A major anniversary - it was 25 years ago, on December 17, 1969, that the Gesellschaft für Schwerionenforschung (GSI) was founded - is usually a good time to pause for breath and reflect. However, the brochure in your hands is neither a straight summary of past achievements, nor is it a commemorative publication. Instead, it is much more a series of reports explaining the current state and future perspectives of a very dynamic research area in terms that even a non-specialist can understand.

Research with heavy ions, as is possible today in Darmstadt using extensive facilities including powerful accelerators and detectors, covers a very broad spectrum, ranging from fundamental work in nuclear and atomic physics to concrete applications in materials research and the utilization of radiation for medical purposes. The scope and significance of this spectrum has long since made GSI - originally a national research center for the German universities - into what it is today: an international heavy ion research laboratory with more than 1000 users. GSI's outstanding reputation around the globe is founded upon its almost unparalleled research facilities.

# The data:
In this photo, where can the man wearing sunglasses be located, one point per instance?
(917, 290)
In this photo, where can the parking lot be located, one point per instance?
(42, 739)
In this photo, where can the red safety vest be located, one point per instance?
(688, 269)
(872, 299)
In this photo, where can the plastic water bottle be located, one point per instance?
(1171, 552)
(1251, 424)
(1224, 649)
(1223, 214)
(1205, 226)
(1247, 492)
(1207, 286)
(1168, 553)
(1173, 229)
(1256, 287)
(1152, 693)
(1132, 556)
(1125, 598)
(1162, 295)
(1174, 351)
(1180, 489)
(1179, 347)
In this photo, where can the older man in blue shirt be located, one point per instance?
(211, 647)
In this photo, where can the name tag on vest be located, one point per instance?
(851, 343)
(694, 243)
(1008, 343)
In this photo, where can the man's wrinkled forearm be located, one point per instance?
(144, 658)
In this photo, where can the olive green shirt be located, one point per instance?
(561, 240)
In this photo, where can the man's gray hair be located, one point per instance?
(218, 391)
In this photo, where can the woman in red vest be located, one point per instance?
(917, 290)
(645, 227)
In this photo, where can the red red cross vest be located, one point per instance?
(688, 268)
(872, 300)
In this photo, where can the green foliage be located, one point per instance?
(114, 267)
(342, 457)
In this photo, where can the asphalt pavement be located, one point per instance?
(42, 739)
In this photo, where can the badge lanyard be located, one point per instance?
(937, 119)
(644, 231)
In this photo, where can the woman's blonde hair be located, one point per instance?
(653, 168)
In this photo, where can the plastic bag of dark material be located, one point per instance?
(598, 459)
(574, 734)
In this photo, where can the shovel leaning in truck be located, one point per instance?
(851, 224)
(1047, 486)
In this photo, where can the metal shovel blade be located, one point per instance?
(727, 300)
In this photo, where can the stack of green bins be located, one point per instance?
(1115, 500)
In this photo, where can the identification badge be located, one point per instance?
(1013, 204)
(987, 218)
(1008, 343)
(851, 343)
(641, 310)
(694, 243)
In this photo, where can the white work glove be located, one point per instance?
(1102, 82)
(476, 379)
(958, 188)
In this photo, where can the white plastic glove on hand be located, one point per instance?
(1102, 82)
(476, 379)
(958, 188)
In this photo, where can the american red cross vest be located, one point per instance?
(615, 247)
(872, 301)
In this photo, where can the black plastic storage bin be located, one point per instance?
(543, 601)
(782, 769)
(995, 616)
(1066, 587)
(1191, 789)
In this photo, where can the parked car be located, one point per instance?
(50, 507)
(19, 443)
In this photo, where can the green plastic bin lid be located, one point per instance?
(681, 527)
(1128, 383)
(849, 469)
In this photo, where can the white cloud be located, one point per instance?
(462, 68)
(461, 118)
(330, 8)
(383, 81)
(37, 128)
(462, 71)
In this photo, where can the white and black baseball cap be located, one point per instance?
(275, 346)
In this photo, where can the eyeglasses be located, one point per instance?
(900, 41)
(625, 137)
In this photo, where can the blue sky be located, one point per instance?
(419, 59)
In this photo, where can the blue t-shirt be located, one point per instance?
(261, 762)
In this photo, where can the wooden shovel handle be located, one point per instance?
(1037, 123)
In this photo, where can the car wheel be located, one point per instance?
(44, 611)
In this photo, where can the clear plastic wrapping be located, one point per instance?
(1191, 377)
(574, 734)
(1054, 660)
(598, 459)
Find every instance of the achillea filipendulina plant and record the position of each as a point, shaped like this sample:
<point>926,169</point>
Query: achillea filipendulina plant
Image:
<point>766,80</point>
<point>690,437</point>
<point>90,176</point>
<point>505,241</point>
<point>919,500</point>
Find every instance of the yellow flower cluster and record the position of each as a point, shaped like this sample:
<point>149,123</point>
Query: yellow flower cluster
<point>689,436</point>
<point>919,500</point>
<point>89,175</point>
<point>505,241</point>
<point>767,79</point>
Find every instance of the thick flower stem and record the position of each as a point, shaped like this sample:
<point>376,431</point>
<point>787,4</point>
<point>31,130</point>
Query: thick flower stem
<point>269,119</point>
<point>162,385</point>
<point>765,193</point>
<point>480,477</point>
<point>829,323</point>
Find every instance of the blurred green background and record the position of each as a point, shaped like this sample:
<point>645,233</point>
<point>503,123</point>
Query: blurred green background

# Work to complete:
Reproduce word for word the part of the GSI anniversary passage from "Research with heavy" up to and including "unparalleled research facilities.".

# Result below:
Research with heavy ions, as is possible today in Darmstadt using extensive facilities including powerful accelerators and detectors, covers a very broad spectrum, ranging from fundamental work in nuclear and atomic physics to concrete applications in materials research and the utilization of radiation for medical purposes. The scope and significance of this spectrum has long since made GSI - originally a national research center for the German universities - into what it is today: an international heavy ion research laboratory with more than 1000 users. GSI's outstanding reputation around the globe is founded upon its almost unparalleled research facilities.